Rewrite every line of the records from the start through the line that contains "0,15 -> 177,695", adding -38 to each coordinate of the answer boxes. Leave all other numbers unchanged.
>> start Record set
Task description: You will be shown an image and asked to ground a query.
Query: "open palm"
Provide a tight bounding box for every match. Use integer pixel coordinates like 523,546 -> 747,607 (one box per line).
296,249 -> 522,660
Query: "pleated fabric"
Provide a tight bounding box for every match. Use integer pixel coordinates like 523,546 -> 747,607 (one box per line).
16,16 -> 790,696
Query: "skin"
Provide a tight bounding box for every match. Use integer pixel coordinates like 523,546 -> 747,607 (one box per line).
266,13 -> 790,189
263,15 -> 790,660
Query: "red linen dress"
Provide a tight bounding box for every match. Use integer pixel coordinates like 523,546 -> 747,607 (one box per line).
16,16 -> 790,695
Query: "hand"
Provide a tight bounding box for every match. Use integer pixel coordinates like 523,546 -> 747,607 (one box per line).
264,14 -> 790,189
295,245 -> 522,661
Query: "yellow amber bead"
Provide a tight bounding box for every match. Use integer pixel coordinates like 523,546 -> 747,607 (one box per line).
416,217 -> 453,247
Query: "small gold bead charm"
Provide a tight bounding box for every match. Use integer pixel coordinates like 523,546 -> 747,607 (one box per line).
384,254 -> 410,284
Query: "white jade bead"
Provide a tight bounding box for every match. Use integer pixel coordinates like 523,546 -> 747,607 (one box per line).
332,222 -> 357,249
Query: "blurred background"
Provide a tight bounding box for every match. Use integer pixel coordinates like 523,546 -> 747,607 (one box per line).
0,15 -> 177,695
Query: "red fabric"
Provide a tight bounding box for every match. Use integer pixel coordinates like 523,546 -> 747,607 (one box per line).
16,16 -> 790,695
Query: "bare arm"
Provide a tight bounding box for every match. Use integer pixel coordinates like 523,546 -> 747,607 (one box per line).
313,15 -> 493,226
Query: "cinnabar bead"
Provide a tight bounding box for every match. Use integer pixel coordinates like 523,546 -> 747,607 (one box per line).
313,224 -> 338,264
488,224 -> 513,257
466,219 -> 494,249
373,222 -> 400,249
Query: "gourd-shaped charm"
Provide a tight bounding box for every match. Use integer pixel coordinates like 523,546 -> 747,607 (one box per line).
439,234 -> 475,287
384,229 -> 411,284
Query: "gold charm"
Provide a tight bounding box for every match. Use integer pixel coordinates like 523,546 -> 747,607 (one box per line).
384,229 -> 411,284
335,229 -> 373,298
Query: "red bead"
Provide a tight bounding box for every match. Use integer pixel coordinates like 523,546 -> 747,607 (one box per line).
>> end Record set
• [Solved exercise]:
Task description: You will be shown an image and asked to ground a query.
Query: "open palm"
Provide a tight bounding box for every match. Use integer pixel coordinates like 523,546 -> 747,607 (one box per line).
258,211 -> 484,622
Query: "pleated fabric"
Provide a tight bounding box for every match. Use integer pixel coordinates like 523,546 -> 747,607 (one box per line).
-22,-22 -> 752,658
Query: "skin"
Provide a tight bounding box for every match. Use integer pixel coordinates like 523,546 -> 747,607 (one box per line).
228,-25 -> 752,151
225,-23 -> 752,622
Query: "red linen dress"
Provide a tight bounding box for every match. Use integer pixel coordinates like 523,546 -> 747,607 (one box per line).
-22,-22 -> 752,657
Query: "hand"
Provide a tight bounding box for every match. Use integer pixel coordinates like 523,546 -> 747,607 (one box per line).
226,-24 -> 752,151
257,207 -> 484,623
Query: "yellow amber bead"
Provide a tight bounding box for every match. Use integer pixel coordinates like 523,546 -> 747,607 (one box per line).
378,179 -> 415,209
Query: "small gold bead charm"
Provide a tight bounding box for every match. Use integer pixel coordinates like 523,546 -> 747,607 (one box per line).
346,216 -> 372,246
Query: "white jade bead"
Provide a tight bounding box for every match. Use integer pixel coordinates like 523,546 -> 747,607 (one box per line).
294,184 -> 319,211
Query: "blurred background"
Provide a tight bounding box for every match. Use integer pixel coordinates like 523,546 -> 747,607 (one box per line).
-38,-23 -> 139,657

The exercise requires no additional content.